» **What to work on**: The first line of the entries through the line bearing "Target: green foliage": copy these lines exactly and return nothing else.

» **Exercise inputs**:
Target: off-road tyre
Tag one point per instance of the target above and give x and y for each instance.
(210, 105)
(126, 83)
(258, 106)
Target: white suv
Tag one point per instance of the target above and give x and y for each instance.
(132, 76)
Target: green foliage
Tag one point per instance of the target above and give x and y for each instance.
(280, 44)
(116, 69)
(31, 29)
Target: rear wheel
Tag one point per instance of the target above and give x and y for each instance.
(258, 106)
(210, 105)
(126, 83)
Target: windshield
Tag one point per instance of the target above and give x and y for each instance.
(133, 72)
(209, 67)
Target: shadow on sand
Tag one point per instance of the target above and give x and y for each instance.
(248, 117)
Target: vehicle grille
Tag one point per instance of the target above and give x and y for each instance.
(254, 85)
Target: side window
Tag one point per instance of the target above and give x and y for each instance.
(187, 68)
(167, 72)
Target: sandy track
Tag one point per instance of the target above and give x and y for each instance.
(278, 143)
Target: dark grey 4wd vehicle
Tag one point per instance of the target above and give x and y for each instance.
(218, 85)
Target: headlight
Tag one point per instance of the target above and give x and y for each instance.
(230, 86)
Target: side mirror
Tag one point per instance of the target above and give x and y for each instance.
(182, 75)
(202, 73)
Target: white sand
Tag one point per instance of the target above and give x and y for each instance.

» **Problem solution**:
Target: off-road tyre
Tag one point per instance of the target above and give x and y for each instance.
(210, 105)
(126, 83)
(258, 106)
Target: white suv
Tag one point per instance of the target above and give x and y for each instance.
(132, 76)
Target: green foliage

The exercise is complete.